### EXERCISE:
Having read the listing below, repeat it exactly.

### RAW DATA:
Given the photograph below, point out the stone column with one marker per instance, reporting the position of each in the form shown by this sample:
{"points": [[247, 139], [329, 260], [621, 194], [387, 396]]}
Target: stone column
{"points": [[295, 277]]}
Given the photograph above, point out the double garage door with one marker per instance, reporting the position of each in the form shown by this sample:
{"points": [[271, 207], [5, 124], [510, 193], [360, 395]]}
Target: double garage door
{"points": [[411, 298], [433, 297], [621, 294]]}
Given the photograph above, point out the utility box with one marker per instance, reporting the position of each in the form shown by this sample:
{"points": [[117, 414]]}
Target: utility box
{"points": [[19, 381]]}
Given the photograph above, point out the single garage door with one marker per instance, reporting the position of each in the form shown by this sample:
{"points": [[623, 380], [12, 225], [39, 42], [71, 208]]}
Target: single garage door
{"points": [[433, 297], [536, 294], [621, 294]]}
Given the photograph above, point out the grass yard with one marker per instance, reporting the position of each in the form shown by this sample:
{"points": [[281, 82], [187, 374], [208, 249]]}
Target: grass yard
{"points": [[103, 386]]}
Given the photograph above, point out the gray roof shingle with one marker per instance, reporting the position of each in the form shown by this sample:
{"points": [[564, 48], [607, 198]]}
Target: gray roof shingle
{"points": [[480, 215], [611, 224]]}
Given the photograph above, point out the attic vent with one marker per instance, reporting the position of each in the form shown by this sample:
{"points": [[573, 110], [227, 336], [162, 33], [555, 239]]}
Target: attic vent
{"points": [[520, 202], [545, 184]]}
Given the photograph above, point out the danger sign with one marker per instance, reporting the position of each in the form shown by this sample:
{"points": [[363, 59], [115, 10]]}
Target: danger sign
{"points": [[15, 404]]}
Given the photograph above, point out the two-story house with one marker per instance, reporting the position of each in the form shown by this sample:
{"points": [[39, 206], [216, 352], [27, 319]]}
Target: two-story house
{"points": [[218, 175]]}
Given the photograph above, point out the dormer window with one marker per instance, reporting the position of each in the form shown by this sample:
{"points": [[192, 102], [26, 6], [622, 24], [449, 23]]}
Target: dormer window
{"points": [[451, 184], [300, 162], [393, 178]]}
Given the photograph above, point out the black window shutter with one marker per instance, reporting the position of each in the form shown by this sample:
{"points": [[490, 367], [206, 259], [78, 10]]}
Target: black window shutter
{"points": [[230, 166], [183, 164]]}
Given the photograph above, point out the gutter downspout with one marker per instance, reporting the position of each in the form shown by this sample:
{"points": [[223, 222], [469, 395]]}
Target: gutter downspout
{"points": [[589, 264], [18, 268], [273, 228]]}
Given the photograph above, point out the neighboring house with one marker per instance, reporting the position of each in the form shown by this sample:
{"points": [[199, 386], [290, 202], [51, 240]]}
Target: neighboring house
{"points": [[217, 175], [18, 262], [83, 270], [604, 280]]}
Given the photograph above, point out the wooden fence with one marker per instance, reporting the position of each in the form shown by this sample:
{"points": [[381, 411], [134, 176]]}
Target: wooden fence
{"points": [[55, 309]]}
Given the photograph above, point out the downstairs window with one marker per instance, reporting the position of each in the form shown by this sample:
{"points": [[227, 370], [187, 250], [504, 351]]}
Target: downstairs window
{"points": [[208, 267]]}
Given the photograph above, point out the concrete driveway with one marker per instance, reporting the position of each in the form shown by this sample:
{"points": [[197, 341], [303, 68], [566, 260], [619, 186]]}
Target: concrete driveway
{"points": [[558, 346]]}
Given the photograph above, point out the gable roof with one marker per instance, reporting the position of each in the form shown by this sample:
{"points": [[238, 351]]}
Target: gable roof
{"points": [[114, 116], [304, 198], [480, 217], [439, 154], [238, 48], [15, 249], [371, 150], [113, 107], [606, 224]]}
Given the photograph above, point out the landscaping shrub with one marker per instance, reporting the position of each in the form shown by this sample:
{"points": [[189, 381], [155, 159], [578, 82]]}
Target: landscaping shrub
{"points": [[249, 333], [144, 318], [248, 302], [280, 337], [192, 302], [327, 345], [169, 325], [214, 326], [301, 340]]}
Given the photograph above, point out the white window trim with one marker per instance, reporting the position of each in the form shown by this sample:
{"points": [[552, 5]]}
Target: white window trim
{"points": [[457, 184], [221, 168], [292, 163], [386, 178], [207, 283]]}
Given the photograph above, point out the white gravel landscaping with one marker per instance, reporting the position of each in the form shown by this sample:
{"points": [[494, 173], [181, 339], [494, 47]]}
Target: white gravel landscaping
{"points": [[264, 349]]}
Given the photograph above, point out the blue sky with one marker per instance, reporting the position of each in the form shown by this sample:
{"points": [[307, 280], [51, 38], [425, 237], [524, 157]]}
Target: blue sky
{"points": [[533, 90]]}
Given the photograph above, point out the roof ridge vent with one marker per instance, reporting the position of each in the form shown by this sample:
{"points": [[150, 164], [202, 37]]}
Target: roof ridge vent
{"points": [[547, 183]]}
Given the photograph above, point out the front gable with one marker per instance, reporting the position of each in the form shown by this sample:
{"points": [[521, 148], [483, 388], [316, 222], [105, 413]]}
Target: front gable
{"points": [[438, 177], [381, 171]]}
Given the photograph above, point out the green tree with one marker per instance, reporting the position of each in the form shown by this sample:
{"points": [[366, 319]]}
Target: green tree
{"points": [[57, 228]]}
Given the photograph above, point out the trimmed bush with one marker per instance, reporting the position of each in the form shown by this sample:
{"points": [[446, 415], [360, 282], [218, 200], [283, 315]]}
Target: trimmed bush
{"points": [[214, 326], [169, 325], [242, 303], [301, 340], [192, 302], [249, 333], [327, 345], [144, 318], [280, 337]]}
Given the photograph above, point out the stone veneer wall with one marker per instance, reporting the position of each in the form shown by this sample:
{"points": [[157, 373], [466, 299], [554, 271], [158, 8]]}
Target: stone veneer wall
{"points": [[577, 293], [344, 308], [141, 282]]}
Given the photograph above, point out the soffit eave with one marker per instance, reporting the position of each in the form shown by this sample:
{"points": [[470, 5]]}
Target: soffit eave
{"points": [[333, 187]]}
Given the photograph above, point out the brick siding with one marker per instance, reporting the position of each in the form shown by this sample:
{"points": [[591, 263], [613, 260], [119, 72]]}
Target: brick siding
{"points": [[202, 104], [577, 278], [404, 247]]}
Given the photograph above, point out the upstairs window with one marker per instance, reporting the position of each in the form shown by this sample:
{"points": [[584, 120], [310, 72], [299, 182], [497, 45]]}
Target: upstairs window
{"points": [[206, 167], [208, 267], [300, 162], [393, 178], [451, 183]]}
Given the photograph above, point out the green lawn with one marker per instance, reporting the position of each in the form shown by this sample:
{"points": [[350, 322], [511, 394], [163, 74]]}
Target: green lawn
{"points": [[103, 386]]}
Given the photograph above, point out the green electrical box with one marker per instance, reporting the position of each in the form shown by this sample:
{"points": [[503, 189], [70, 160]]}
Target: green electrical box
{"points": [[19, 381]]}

### WORKED SOLUTION:
Given the photograph below, point out the stone column with one marker per instance, reporting the position of each in the form shown by this sample:
{"points": [[247, 139], [329, 260], [621, 194], [387, 396]]}
Target: stone column
{"points": [[295, 277]]}
Given the photograph above, point out the double garage door with one marker per instance, reporting the position of each in the form shown by this sample:
{"points": [[271, 207], [5, 124], [510, 193], [360, 395]]}
Target: double garage door
{"points": [[411, 298], [433, 297], [621, 294]]}
Given the photograph above, point out the utility box with one marker per instance, reporting the position of each in the form shown by this sample:
{"points": [[117, 414]]}
Target: utility box
{"points": [[19, 381]]}
Given the photograph above, point out the single garage door with one marker per instance, reporting the position of each in the form shown by this sample:
{"points": [[623, 380], [12, 225], [39, 42], [71, 208]]}
Target: single garage door
{"points": [[433, 297], [536, 294], [621, 294]]}
Given the photograph above, point out the grass yard with one marker per instance, reporting the position of each in the form shown by this sample:
{"points": [[281, 82], [187, 374], [208, 249]]}
Target: grass yard
{"points": [[103, 386]]}
Given the photograph above, point out the gray roof shingle with one marker per instance, reporting the position of each in the form shown by this sample:
{"points": [[564, 48], [607, 198]]}
Target: gray roof shingle
{"points": [[480, 215], [611, 224]]}
Given the photograph above, point out the attic vent with one marker per instance, reporting the position of each in the form shown by this sample:
{"points": [[573, 110], [227, 336], [162, 33], [555, 239]]}
Target: attic vent
{"points": [[520, 202], [545, 184]]}
Given the photograph above, point out the danger sign with one marker per instance, reporting the position of each in the form shown by this sample:
{"points": [[363, 59], [115, 10]]}
Target: danger sign
{"points": [[15, 404]]}
Given the photograph above, point out the two-story house with one marker per instance, reporting the position of each in the form shown by this sample:
{"points": [[39, 206], [216, 352], [27, 319]]}
Target: two-story house
{"points": [[218, 175]]}
Given the photograph above, point out the dormer window with one marker per instance, reporting the position of each in the form shown by this sample:
{"points": [[192, 102], [26, 6], [622, 24], [449, 23]]}
Target: dormer window
{"points": [[451, 184], [300, 162], [393, 178]]}
Given the photograph above, point out the black window shutter with one marker per instance, reporting the position of each in the form shown by this sample:
{"points": [[490, 367], [206, 259], [78, 10]]}
Target: black window shutter
{"points": [[230, 166], [183, 164]]}
Given the photograph above, point out the gutter downspout with one marker per instance, reporting the position of each in the form shown by this sample:
{"points": [[223, 222], [469, 395]]}
Target: gutter downspout
{"points": [[589, 264], [18, 268], [273, 228]]}
Given the photograph above, point out the neighboring house with one marker per instance, reporting the position of each in the form shown by this sample:
{"points": [[199, 386], [290, 202], [51, 240]]}
Target: neighboring house
{"points": [[217, 175], [18, 262], [83, 270], [604, 280]]}
Given the photograph above, point out the wooden fence with one marker per instance, reporting the position of each in the form shown by this sample:
{"points": [[381, 411], [134, 176]]}
Target: wooden fence
{"points": [[55, 309]]}
Given the photograph above, point out the downstairs window with one marker per instance, reporting the position of each in the form shown by this sample:
{"points": [[227, 370], [187, 250], [504, 351]]}
Target: downstairs window
{"points": [[208, 267]]}
Given the photograph above, point out the concrete driveway with one marker per instance, reporting the position of each in the form shown by this sample:
{"points": [[197, 341], [303, 68], [566, 260], [619, 186]]}
Target: concrete driveway
{"points": [[558, 346]]}
Given the photograph above, point out the gable roof with one marker per instance, reporting the position of each in the form shown by this sample:
{"points": [[238, 351]]}
Target: gable roof
{"points": [[114, 116], [304, 198], [480, 217], [439, 154], [238, 48], [15, 249], [371, 150], [113, 107], [606, 224]]}
Given the photograph above, point out the landscaping shrub with one marker per instance, reporting the position of each in the form shown by this sample:
{"points": [[189, 381], [155, 159], [578, 82]]}
Target: landscaping shrub
{"points": [[249, 333], [144, 318], [248, 302], [280, 337], [192, 302], [327, 345], [169, 325], [214, 326], [301, 340]]}
Given the photograph above, point out the white window trim with one marker per instance, reporting the position of each in the form shown by this sample:
{"points": [[552, 5]]}
Target: white window trim
{"points": [[457, 184], [221, 168], [292, 163], [386, 178], [207, 283]]}
Given the photograph above, point out the white gravel landscaping with one marker per instance, reporting the position of each in the form shown by this sample:
{"points": [[494, 173], [181, 339], [494, 47]]}
Target: white gravel landscaping
{"points": [[264, 349]]}
Given the photograph above, point out the blue sky with one marker per instance, reporting the position of each in the form shown by this sample:
{"points": [[307, 280], [51, 38], [425, 237], [524, 157]]}
Target: blue sky
{"points": [[533, 90]]}
Given the photograph above, point out the roof ridge vent with one marker per instance, reporting the position of each in the form shown by this sample:
{"points": [[150, 164], [202, 37]]}
Target: roof ridge vent
{"points": [[547, 183]]}
Given the photograph above, point out the front gable with one marker per instance, reporting the position of each in the form shown by this sample:
{"points": [[521, 148], [483, 388], [316, 222], [105, 413]]}
Target: front gable
{"points": [[438, 177], [381, 171]]}
Given the photograph above, point out the green tree with one marker per instance, reporting the position of each in the form shown by this sample:
{"points": [[366, 319]]}
Target: green tree
{"points": [[57, 228]]}
Given the photograph above, point out the trimmed bush with one marker per instance, reporting the position of each in the form shown by this sample:
{"points": [[446, 415], [360, 282], [218, 200], [283, 315]]}
Target: trimmed bush
{"points": [[214, 326], [169, 325], [242, 303], [301, 340], [192, 302], [249, 333], [327, 345], [144, 318], [280, 337]]}
Given the photograph above, point out the stone veneer wall with one marker per instance, reporting the position of each in the form shown by this sample:
{"points": [[157, 373], [466, 299], [554, 271], [158, 8]]}
Target: stone veneer wall
{"points": [[577, 293], [344, 308], [141, 282]]}
Given the photograph above, point out the soffit eave with one marker per instance, reporting the position of each in the form shown by this sample:
{"points": [[470, 5]]}
Target: soffit eave
{"points": [[333, 187]]}
Given the photograph above, point out the brick siding with one marker per instance, reporting the position of each in the form shown by this sample:
{"points": [[591, 263], [613, 260], [119, 72]]}
Target: brick siding
{"points": [[202, 104], [577, 278], [404, 247]]}
Given the photograph above, point out the upstairs window with one marker per instance, reporting the position of each in the form shown by this sample:
{"points": [[584, 120], [310, 72], [299, 182], [497, 45]]}
Target: upstairs window
{"points": [[206, 167], [208, 267], [300, 162], [393, 178], [451, 183]]}
Given the photograph above, point out the green lawn with one marker per instance, reporting the position of each in the form shown by this sample:
{"points": [[350, 322], [511, 394], [163, 74]]}
Target: green lawn
{"points": [[103, 386]]}
Given the photograph above, point out the green electrical box with one marker per instance, reporting the position of each in the form shown by this sample:
{"points": [[503, 189], [70, 160]]}
Target: green electrical box
{"points": [[19, 381]]}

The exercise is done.